Philippines Is Top Housing Rights Violator

Jan. 02, 2007

Poverty, hunger, violent demolitions, and lack of social services and basic utilities continue to plague the urban poor. And things are getting worse. In fact, the Philippines was adjudged by the Geneva-based Centre on Housing Rights and Eviction (COHRE) as one of three recipients, together with Nigeria and Greece, of the Housing Rights Violator Award for their systematic violation of housing rights and continued failure to abide by their international legal obligations.


TONDO, Manila Watch your step when you go to Baseco, one of seven barangays in this municipality. Its 18 kms. of sand and seashells in what used to be a shipyard off the shores of Manila Bay is probably the worlds biggest toilet.

***

WRITTEN REQUEST: Please carry the article on Philippine housing rights forward from its last sentence. The data has no connection to the article on Philippine housing rights.

COLLECTED MATERIAL:
***

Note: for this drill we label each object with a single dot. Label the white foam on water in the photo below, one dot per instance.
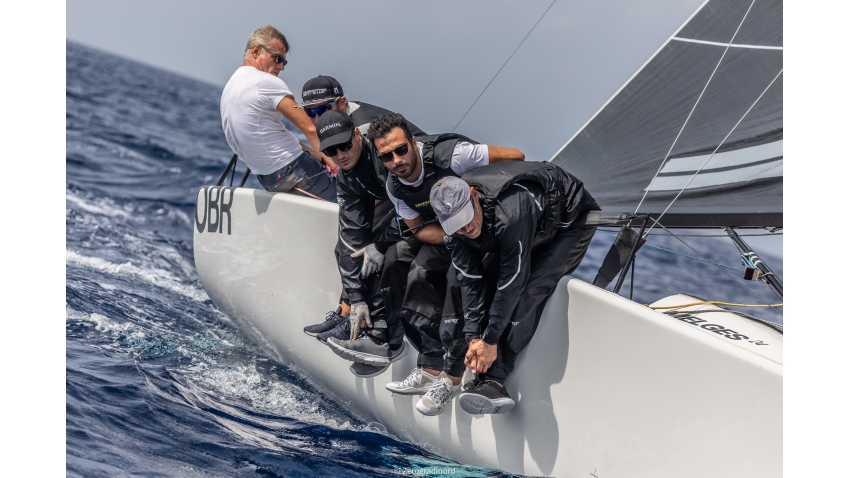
(245, 384)
(103, 206)
(157, 277)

***

TASK RESULT:
When Bulatlat visited this community early afternoon of Dec. 21, five little boys and girls squatted on the sand to defecate. As night falls, residents here say, teenagers and the elderly do the same. Pag dilim nakapila na kami dyan, (At night, we are lined up there), an elderly man said pointing to the shore.

The place was named after the Bataan Shipping Corp. (Baseco), the company that used to operate here. It is now home to about 70,000 urban poor dwellers, one of the biggest slums in the country. The government used garbage from the Smokey Mountain dump site to reclaim the area in 2000.

The people live in shanties made of old tolda (plastic sheet) and bamboo poles. The luckier ones made use of wood scraps brought by the waves during high tide. And, needless to say, not a single home has a toilet.

Residents pay for bathing and drinking water at P12 ($0.24 at an exchange rate of $1=P49.195) per container. The price goes up to P15 ($0.30) per container during summer. “Pag walang pambili ng tubig, sa balon na lang kami kumukuha ng pang-inom, sa dagat na lang maliligo” (If we have no money to buy water, we get drinking water from the open well and bathe in the sea), says Gregorio Apiag, 52. Bulatlat chanced upon him as he was scavenging for plastic bottles and tin cans along the shore.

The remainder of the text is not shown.